### THE TASK
Within the records below is a range that opens at the line with "Where can the concrete" and closes at the line with "Where can the man's hand on trophy". Return that range word for word, both ends included, and only that range.

### Collected data entries
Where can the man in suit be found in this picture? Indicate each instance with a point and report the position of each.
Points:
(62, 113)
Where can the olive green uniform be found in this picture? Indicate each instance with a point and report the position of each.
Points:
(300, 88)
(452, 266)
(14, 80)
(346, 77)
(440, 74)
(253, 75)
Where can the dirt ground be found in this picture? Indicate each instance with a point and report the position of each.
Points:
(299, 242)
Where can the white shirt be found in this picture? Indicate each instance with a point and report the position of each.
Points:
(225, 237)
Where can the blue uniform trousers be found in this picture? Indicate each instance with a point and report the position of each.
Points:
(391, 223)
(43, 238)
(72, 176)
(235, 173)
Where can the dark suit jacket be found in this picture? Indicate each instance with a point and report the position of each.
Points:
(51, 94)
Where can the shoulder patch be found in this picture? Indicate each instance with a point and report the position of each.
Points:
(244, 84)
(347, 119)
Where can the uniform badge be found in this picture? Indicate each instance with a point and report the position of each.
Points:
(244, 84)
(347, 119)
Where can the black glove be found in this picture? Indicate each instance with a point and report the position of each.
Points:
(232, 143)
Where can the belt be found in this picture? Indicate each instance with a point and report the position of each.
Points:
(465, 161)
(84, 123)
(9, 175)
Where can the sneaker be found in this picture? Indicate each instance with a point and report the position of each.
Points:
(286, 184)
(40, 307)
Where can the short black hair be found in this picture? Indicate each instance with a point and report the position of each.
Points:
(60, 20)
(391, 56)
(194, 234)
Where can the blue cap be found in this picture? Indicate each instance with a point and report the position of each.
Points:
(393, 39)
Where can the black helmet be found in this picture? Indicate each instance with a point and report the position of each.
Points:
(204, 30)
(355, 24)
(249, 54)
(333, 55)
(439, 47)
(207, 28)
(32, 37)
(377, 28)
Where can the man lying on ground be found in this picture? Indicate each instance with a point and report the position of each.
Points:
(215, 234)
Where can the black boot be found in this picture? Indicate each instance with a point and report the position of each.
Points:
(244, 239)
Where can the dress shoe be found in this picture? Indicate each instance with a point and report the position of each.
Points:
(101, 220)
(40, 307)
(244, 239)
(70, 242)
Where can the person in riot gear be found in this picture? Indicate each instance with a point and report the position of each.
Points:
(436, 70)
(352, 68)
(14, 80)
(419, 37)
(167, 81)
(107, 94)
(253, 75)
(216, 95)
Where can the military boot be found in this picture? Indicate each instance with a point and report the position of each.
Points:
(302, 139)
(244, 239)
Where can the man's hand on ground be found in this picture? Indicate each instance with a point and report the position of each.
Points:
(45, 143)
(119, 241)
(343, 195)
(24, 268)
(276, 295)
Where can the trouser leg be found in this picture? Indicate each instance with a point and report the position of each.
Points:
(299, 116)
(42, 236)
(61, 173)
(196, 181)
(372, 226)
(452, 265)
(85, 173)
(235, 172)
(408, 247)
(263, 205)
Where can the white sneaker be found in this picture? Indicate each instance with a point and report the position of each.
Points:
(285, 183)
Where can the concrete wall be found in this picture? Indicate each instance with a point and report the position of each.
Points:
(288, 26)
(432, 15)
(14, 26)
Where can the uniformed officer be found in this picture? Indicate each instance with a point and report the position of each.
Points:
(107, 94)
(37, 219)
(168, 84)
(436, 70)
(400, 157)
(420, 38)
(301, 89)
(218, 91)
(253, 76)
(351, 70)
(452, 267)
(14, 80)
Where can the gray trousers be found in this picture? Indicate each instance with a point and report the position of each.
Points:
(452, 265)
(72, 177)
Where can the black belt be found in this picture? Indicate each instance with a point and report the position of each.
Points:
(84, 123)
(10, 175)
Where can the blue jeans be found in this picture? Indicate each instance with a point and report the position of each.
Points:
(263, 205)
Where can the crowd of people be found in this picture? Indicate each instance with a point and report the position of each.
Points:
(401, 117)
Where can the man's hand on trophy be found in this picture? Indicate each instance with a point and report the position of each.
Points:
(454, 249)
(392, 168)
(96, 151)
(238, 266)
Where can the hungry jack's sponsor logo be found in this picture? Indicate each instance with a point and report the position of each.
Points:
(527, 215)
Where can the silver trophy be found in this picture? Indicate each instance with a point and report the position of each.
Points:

### PROBLEM SOLUTION
Where can the concrete wall be found in this picture? Indicate each instance with a point and report the position of each.
Points:
(288, 26)
(432, 15)
(14, 26)
Where can the uniformed officer be found in this picture? Indicate each instance with a point and report the position of each.
Points:
(107, 94)
(37, 219)
(168, 84)
(436, 70)
(400, 157)
(420, 38)
(301, 89)
(218, 91)
(253, 76)
(351, 70)
(452, 267)
(14, 80)
Where can the gray trousers be found in this picture? Indicate each instance with a point and report the position of each.
Points:
(452, 265)
(72, 177)
Where can the black belt be found in this picture? Indicate each instance with a point and report the position of each.
Points:
(84, 123)
(10, 175)
Where can the blue jeans be found in this picture? Indicate each instance with a point and report the position of each.
Points:
(263, 205)
Where can the crowd of people be found in this picture? Indicate each instance with a point and report the position of each.
Points:
(401, 117)
Where can the man's hand on trophy be found in this picture? Indicate each instance with a point and report the position of each.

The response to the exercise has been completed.